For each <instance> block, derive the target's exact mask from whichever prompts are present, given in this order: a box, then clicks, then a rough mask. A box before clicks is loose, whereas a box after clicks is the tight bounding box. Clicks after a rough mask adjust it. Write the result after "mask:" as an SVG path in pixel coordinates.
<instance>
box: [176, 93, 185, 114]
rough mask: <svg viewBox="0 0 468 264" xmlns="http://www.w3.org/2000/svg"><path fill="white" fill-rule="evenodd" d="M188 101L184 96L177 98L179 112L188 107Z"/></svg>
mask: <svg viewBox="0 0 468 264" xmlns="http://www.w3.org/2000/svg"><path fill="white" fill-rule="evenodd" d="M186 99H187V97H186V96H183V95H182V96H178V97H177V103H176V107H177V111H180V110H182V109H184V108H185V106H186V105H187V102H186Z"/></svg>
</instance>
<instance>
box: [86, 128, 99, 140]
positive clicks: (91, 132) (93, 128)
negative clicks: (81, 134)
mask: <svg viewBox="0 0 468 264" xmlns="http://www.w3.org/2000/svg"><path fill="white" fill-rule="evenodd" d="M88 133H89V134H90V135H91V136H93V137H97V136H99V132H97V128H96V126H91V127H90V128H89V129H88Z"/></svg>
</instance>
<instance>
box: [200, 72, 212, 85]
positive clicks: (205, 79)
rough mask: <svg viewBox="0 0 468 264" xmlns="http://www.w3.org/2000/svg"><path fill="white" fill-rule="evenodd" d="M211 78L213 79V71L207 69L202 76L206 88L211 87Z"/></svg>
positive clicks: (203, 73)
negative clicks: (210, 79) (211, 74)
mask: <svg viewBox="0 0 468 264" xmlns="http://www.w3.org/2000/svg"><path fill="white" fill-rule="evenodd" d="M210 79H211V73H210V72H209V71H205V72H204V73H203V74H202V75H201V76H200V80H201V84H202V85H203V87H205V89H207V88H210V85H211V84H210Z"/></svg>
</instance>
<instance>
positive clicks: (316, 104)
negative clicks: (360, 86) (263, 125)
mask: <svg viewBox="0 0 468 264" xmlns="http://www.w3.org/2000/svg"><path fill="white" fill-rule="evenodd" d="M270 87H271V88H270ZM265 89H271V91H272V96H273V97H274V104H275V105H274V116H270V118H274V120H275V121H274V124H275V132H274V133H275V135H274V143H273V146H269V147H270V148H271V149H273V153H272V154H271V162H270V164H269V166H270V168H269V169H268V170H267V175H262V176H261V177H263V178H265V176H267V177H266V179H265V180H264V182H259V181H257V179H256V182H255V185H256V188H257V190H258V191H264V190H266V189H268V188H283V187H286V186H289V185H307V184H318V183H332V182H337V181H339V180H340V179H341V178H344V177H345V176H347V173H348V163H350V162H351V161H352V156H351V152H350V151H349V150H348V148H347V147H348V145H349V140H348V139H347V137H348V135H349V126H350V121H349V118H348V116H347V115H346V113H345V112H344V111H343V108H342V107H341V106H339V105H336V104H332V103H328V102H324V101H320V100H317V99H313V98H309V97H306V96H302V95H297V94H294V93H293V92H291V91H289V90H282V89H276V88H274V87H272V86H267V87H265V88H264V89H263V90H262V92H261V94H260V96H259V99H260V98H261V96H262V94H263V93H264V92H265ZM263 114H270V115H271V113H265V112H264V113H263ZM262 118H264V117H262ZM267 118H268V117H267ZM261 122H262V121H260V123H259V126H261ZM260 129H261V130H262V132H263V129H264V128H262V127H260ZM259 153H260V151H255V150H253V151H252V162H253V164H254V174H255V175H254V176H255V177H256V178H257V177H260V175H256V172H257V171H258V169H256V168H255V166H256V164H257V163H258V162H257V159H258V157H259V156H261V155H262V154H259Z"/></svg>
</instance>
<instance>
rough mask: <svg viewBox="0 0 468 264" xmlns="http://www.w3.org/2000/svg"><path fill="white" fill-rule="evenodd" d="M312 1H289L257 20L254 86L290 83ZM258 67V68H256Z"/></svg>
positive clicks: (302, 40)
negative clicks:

________________________________________

■ Action item ■
Render every line of the items above as a JSON list of strings, one string per line, and leave out any blank lines.

■ Your solution ■
[
  "For each <instance> block, derive the target's exact mask from whichever prompts are present, given in this order: a box, then clicks, then a rough mask. A box before clicks is loose, whereas a box after clicks is the tight bounding box. Clicks after a rough mask adjust it. Write the result after \"mask:\" as an SVG path in pixel coordinates.",
  "<instance>",
  "box: [176, 93, 185, 114]",
  "rough mask: <svg viewBox=\"0 0 468 264\" xmlns=\"http://www.w3.org/2000/svg\"><path fill=\"white\" fill-rule=\"evenodd\" d=\"M188 101L184 96L177 98L179 112L188 107Z\"/></svg>",
  "mask: <svg viewBox=\"0 0 468 264\" xmlns=\"http://www.w3.org/2000/svg\"><path fill=\"white\" fill-rule=\"evenodd\" d=\"M186 99H187V97H186V96H183V95H182V96H178V97H177V103H176V107H177V111H180V110H182V109H184V108H185V106H186V105H187V102H186Z\"/></svg>",
  "</instance>",
  "<instance>",
  "box: [86, 128, 99, 140]",
  "positive clicks: (91, 132) (93, 128)",
  "negative clicks: (81, 134)",
  "mask: <svg viewBox=\"0 0 468 264\" xmlns=\"http://www.w3.org/2000/svg\"><path fill=\"white\" fill-rule=\"evenodd\" d=\"M88 133H89V134H90V135H91V136H93V137H97V136H99V132H97V128H96V126H91V127H90V128H89V129H88Z\"/></svg>",
  "</instance>",
  "<instance>",
  "box: [200, 72, 212, 85]",
  "positive clicks: (205, 79)",
  "rough mask: <svg viewBox=\"0 0 468 264\" xmlns=\"http://www.w3.org/2000/svg\"><path fill=\"white\" fill-rule=\"evenodd\" d=\"M211 78L213 79V71L207 69L202 76L206 88L211 87Z\"/></svg>",
  "positive clicks: (203, 73)",
  "negative clicks: (210, 79) (211, 74)",
  "mask: <svg viewBox=\"0 0 468 264\" xmlns=\"http://www.w3.org/2000/svg\"><path fill=\"white\" fill-rule=\"evenodd\" d=\"M210 79H211V73H210V72H209V71H205V72H204V73H203V74H202V75H201V76H200V80H201V84H202V85H203V87H205V89H207V88H210V85H211V84H210Z\"/></svg>",
  "</instance>",
  "<instance>",
  "positive clicks: (316, 104)",
  "negative clicks: (360, 86) (263, 125)",
  "mask: <svg viewBox=\"0 0 468 264\" xmlns=\"http://www.w3.org/2000/svg\"><path fill=\"white\" fill-rule=\"evenodd\" d=\"M270 87H271V88H270ZM265 89H271V91H272V96H273V97H274V104H275V105H274V116H270V118H274V120H275V121H274V124H275V132H274V133H275V135H274V143H273V146H269V147H270V148H271V149H273V153H272V154H271V162H270V164H269V166H270V168H269V169H268V170H267V175H262V176H261V177H263V178H265V176H267V177H266V179H265V180H264V182H259V181H257V179H256V182H255V185H256V188H257V190H258V191H264V190H266V189H268V188H283V187H286V186H289V185H307V184H318V183H332V182H337V181H339V180H340V179H341V178H344V177H345V176H347V173H348V163H350V162H351V161H352V156H351V152H350V151H349V150H348V148H347V147H348V145H349V140H348V139H347V137H348V135H349V126H350V121H349V118H348V116H347V115H346V113H345V112H344V111H343V108H342V107H341V106H339V105H336V104H332V103H328V102H324V101H320V100H317V99H313V98H309V97H306V96H302V95H297V94H294V93H293V92H291V91H289V90H282V89H276V88H274V87H272V86H267V87H265V88H264V89H263V90H262V92H261V94H260V96H259V99H260V98H261V96H262V94H263V93H264V92H265ZM263 114H270V115H271V113H265V112H264V113H263ZM262 118H264V117H262ZM267 118H268V117H267ZM261 122H262V121H260V123H259V126H261ZM260 129H261V130H262V132H263V129H264V128H262V127H260ZM259 153H260V151H255V150H253V151H252V162H253V164H254V174H255V175H254V176H255V177H256V178H257V177H260V175H256V172H257V171H258V169H256V168H255V166H256V164H257V163H258V162H257V159H258V157H259V156H261V155H262V154H259Z\"/></svg>",
  "</instance>",
  "<instance>",
  "rough mask: <svg viewBox=\"0 0 468 264\" xmlns=\"http://www.w3.org/2000/svg\"><path fill=\"white\" fill-rule=\"evenodd\" d=\"M312 1H289L257 20L254 86L290 83ZM258 67V68H256Z\"/></svg>",
  "positive clicks: (302, 40)",
  "negative clicks:"
]